== WHAT YOU WILL DO ==
A. Retype the QEMU aarch64 patch review email verbatim, beginning at the words "I don't know" and stopping after "the 64bit value.".
B. Extend the QEMU aarch64 patch review email, picking up right after its last line.

== PROVIDED TEXT ==
- - -
From: Claudio Fontana <claudio.fontana@huawei.com>
To: Richard Henderson <rth@twiddle.net>
Cc: Paolo Bonzini <pbonzini@redhat.com>,
qemu-devel@nongnu.org, Peter Maydell <peter.maydell@linaro.org>
Subject: Re: [Qemu-devel] [PATCH 3/3] tcg/aarch64: implement new TCG target for aarch64
Date: Tue, 14 May 2013 16:05:43 +0200 [thread overview]
Message-ID: <519244B7.4090207@huawei.com> (raw)
In-Reply-To: <519143B8.1030109@twiddle.net>
On 13.05.2013 21:49, Richard Henderson wrote:
> On 05/13/2013 06:33 AM, Claudio Fontana wrote:
>> +enum aarch64_cond_code {
>> + COND_EQ = 0x0,
>> + COND_NE = 0x1,
>> + COND_CS = 0x2, /* Unsigned greater or equal */
>> + COND_HS = 0x2, /* ALIAS greater or equal */
>
> Clearer to define aliases as COND_HS = COND_CS.
I agree, will change.
>> +static inline void tcg_out_movi64(TCGContext *s, int rd, uint64_t value)
>> +{
>> + uint32_t half, base, movk = 0, shift = 0;
>> + if (!value) {
>> + tcg_out_movr(s, 1, rd, TCG_REG_XZR);
>> + return;
>> + }
>> + /* construct halfwords of the immediate with MOVZ with LSL */
>> + /* using MOVZ 0x52800000 | extended reg.. */
>> + base = 0xd2800000;
>> +
>> + while (value) {
>> + half = value & 0xffff;
>> + if (half) {
>> + /* Op can be MOVZ or MOVK */
>> + tcg_out32(s, base | movk | shift | half << 5 | rd);
>> + if (!movk)
>> + movk = 0x20000000; /* morph next MOVZs into MOVKs */
>> + }
>> + value >>= 16;
>> + shift += 0x00200000;
>
> You'll almost certainly want to try ADP+ADD before decomposing into 3-4 mov[zk]
> instructions.
I don't know the ADP instruction; but this movi can be improved.
Right now it needs 1 to 4 mov[zk] instructions, depending on the value:
it depends on how many 0000h 16 bit holes there are in the 64bit value.
I was thinking a successive patch to experiment with this.
>
>> +void aarch64_tb_set_jmp_target(uintptr_t jmp_addr, uintptr_t addr)
>> +{
>> + tcg_target_long target, offset;
>> + target = (tcg_target_long)addr;
>> + offset = (target - (tcg_target_long)jmp_addr) / 4;
>> +
>> + if (offset <= -0x02000000 || offset >= 0x02000000) {
>> + /* out of 26bit range */
>> + tcg_abort();
>> + }
>
> See MAX_CODE_GEN_BUFFER_SIZE in translate-all.c. Set this value to 128MB and
> then all cross-TB branches will be in range, and the abort won't trigger.
- - -
== DATA ==

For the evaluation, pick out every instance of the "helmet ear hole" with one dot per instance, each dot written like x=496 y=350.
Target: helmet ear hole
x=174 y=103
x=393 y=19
- - -
== ANSWERS TO EACH TASK ==
A.
I don't know the ADP instruction; but this movi can be improved.
Right now it needs 1 to 4 mov[zk] instructions, depending on the value:
it depends on how many 0000h 16 bit holes there are in the 64bit value.

B.
That's great, I missed that. I will add a change to that end in translate-all.c .
>
>> +static inline void tcg_out_goto_label_cond(TCGContext *s, TCGCond c, int label_index)
>> +{
>> + tcg_target_long offset;
>> + /* backward conditional jump never seems to happen in practice,
>> + so just always use the branch trampoline */
>> + c = tcg_invert_cond(c);
>> + offset = 2; /* skip current instr and the next */
>> + tcg_out_goto_cond(s, c, offset);
>> + tcg_out_goto_label(s, label_index); /* emit 26bit jump */
>> +}
>
> Conditional branch range is +-1MB. You'll never see a TB that large. You
> don't need to emit a branch-across-branch.
Is there maybe a way to do it right even in the corner case where we have
a huge list of hundreds of thousands of instructions without jumps and then a conditional jump?
Are we _guaranteed_ to never see that large a TB with some kind of define,
similarly to MAX_CODE_GEN_BUFFER_SIZE?
I know, it's a corner case that would only trigger in a very strange program, but
I would propose to add this topic to the TODO list for successive patches.
>
>> + /* Should generate something like the following:
>> + * shr x8, addr_reg, #TARGET_PAGE_BITS
>> + * and x0, x8, #(CPU_TLB_SIZE - 1) @ Assumption: CPU_TLB_BITS <= 8
>> + * add x0, env, x0 lsl #CPU_TLB_ENTRY_BITS
>> + */
>> +# if CPU_TLB_BITS > 8
>> +# error "CPU_TLB_BITS too large"
>> +# endif
>
> I wonder if using UBFM to extract the TLB bits and BFM with XZR to clear the
> middle bits wouldn't be better, as you wouldn't be restricted on the size of
> CPU_TLB_BITS. AFAICS it would be the same number of instructions.
Hmm..
>
>> + case INDEX_op_mov_i64: ext = 1;
>> + case INDEX_op_mov_i32:
>> + tcg_out_movr(s, ext, args[0], args[1]);
>> + break;
>
> See how the i386 backend uses macros to reduce the typing with these sorts of
> paired opcodes.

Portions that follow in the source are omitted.